WORK TO COMPLETE -> In the profile of the trauma psychologist, which group of recruits does Petra work with on her mental agility and psychological strength training program?

DOCUMENT TEXT ->
>>>>>

Dr Petra Skeffington is a researcher and academic at Murdoch University and a clinical psychologist in the field of trauma and she is particularly interested in primary prevention. She believes more needs to be done to support the high-risk group of first responders.

Petra works with Department of Fire and Emergency Services recruits on a mental agility and psychological strength training program, which she developed.

“We look at the aetiology of how PTSD develops and how individuals might learn skills to derail its development,” she said.

“One of the key factors across high-risk and male-dominated professions is the number of barriers to treatment seeking. One of the core themes underpinning the training I do is normalising mental health, normalising the appropriate reactions and expected reactions we might have following any crisis or intense situation.”

“A lot of first responders have good knowledge identifying their physical injuries and know when they need professional support. It’s drawing those parallels so they can recognise when some other distress, which is not a physical injury, is occurring – to recognise it as a problem and identify if they need external support.”

There will always been populations in the community who will be at higher risk of mental health problems because of the nature of their work but the majority of first responders have developed their own coping strategies, Petra says. Training at the recruit level can help people develop those strategies from the start of their career.

“So it’s not even a resilience or prevention plan but a wellbeing plan so these workers can be their best selves,” she said.

Some in the community might think that these jobs are well known to be stressful, high risk and challenging, so if a person can’t cope with those pressures, they find another occupation.

“While I understand that logic, we don’t always know what will trigger a reaction in us. My experience working with these populations, and in my private practice, when there are large scale disasters, we can expect people to have an adverse reaction,” she said.

“But how we function and react to what’s going on in our lives is fluid. So things that might be OK in one part of your career may not be fine at another point. The most obvious example is attending accidents, anything involving children, which for many people can be OK for the most part until they have their own children. Or they attend an incident which may involve a child the same age as their child. These may not necessarily be massive crisis or trauma events but they hit a soft spot and that soft spot moves because we change over time. I don’t think we have good predictive power to be able to tell how we will react.”

Petra said as mental health was being talked about more freely and becoming a part of our regular vernacular, there was a danger that the term ‘trauma’ was being misused.

“People who have some distressing event will say, ‘I was so traumatised by this, I have PTSD now’. We see this in other spheres such as Obsessive Compulsive Disorder. What we have is the language to say these things but it massively diminishes what it is actually like for people who have these disorders,” she said.

“It can create an impression that for someone who has severe PTSD that they should be able to ‘get over it’ or move on because we can’t appreciate what they are experiencing when we are gauging it by people who have the language but not the disorder.”

<<<<<

DATASET ->
>>>>>

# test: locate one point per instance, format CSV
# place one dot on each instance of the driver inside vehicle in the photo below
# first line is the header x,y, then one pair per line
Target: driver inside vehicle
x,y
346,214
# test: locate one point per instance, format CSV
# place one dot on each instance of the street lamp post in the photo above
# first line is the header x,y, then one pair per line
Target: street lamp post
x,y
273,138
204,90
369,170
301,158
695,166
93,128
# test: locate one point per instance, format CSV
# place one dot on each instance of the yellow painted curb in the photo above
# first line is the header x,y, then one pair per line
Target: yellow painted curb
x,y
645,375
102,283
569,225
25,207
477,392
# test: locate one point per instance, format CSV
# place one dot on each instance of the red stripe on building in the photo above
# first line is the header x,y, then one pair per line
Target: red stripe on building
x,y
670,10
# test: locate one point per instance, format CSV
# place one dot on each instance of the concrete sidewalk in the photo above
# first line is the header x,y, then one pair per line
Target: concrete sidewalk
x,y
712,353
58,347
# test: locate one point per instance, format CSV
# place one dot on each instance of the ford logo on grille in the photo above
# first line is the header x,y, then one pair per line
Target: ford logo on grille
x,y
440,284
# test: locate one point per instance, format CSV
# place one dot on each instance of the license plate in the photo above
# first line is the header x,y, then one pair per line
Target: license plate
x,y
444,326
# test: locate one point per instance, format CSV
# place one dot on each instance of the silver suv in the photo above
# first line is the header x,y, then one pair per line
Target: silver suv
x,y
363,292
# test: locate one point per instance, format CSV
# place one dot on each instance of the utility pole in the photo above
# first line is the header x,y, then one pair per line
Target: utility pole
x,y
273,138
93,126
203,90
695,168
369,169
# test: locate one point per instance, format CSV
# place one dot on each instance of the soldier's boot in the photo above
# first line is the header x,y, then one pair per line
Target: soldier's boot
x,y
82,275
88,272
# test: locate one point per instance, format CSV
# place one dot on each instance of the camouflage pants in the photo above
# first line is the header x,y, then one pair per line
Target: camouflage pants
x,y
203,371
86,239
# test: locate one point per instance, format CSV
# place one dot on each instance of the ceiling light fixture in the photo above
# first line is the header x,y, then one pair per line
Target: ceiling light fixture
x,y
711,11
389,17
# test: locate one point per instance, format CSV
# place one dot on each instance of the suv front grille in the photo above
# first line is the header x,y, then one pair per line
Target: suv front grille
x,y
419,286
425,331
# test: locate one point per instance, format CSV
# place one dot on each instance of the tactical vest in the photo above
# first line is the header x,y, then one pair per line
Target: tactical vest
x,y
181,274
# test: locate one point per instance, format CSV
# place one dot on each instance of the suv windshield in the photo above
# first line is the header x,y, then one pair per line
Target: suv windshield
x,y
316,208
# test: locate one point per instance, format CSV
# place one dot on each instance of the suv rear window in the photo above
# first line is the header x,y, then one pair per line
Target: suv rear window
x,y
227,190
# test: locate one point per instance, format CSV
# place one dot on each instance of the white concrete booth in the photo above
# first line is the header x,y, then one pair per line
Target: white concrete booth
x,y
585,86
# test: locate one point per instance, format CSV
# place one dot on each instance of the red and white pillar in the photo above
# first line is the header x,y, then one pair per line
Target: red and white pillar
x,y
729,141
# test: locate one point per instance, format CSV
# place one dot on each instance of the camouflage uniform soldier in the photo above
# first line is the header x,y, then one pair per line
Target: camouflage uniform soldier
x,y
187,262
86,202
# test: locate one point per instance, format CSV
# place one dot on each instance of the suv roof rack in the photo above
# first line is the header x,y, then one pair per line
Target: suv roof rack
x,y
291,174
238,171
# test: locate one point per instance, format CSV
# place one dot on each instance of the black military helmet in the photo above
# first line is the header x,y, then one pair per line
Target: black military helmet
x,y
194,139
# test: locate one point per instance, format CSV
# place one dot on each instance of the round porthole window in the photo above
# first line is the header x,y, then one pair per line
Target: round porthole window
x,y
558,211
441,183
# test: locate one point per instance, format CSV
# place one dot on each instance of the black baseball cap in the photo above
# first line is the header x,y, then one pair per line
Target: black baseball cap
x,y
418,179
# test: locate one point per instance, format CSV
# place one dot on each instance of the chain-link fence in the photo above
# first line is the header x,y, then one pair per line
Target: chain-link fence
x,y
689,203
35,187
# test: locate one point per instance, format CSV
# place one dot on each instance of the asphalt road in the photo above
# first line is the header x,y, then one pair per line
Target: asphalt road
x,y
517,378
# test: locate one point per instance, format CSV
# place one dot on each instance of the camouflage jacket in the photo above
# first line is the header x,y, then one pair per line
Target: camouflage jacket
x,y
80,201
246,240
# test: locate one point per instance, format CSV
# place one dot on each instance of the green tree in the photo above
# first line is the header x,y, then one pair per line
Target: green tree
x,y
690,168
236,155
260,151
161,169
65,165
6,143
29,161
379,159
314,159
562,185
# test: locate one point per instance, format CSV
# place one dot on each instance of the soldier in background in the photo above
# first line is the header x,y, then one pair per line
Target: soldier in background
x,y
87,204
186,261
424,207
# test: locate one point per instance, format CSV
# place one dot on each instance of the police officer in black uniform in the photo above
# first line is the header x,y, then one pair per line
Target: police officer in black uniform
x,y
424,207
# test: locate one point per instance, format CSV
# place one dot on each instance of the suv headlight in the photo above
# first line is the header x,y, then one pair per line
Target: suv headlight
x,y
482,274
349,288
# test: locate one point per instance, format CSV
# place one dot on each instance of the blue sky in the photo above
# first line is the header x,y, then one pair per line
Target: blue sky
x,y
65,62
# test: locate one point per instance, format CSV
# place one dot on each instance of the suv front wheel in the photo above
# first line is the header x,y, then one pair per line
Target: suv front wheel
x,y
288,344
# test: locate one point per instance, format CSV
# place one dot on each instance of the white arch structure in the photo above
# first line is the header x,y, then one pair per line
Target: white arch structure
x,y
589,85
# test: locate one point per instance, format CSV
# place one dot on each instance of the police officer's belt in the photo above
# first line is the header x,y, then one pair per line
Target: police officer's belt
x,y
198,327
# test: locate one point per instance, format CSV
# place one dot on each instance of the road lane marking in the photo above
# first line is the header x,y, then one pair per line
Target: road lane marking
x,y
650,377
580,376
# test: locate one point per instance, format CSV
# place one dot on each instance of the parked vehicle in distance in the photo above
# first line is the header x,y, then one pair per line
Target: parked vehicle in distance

<<<<<

RESULT FOR THIS EXERCISE -> She works with Department of Fire and Emergency Services recruits.